> [Exercise aim]
Print every line of the entries below word for word, starting at the line that contains "For the mapping pass, tag each instance of the appliqué" and ending with the last line of the entries.

> [Data to process]
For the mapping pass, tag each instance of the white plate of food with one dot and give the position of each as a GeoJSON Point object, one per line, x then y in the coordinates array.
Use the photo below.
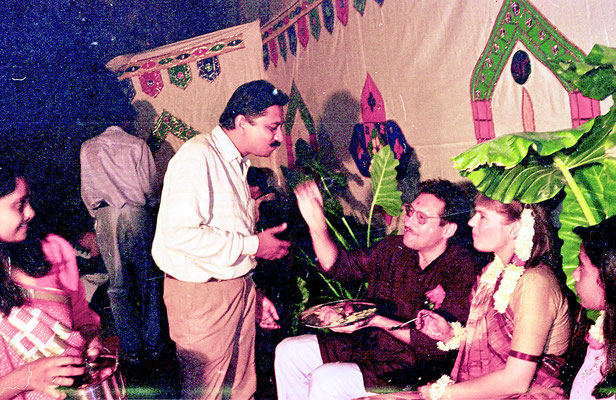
{"type": "Point", "coordinates": [338, 313]}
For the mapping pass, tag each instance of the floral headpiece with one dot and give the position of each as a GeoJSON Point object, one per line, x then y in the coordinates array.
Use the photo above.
{"type": "Point", "coordinates": [514, 270]}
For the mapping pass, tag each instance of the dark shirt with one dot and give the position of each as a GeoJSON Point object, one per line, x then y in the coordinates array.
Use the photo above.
{"type": "Point", "coordinates": [398, 286]}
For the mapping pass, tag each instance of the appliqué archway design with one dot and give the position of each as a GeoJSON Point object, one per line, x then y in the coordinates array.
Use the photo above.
{"type": "Point", "coordinates": [519, 20]}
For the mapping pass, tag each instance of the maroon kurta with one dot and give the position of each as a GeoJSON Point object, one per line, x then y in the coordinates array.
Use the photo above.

> [Exercise output]
For the mapping pass, tag each instance of the appliqué archway design with one dot and give the position of each as a GeoJSON Point object, one per line, x then y in the coordinates array.
Use the photo above.
{"type": "Point", "coordinates": [519, 20]}
For the mapping pass, tag each instance of the maroon kurta with one dot and give the position of each as a GeoJSON Point object, one per line, x then y in the coordinates array.
Use the photo above.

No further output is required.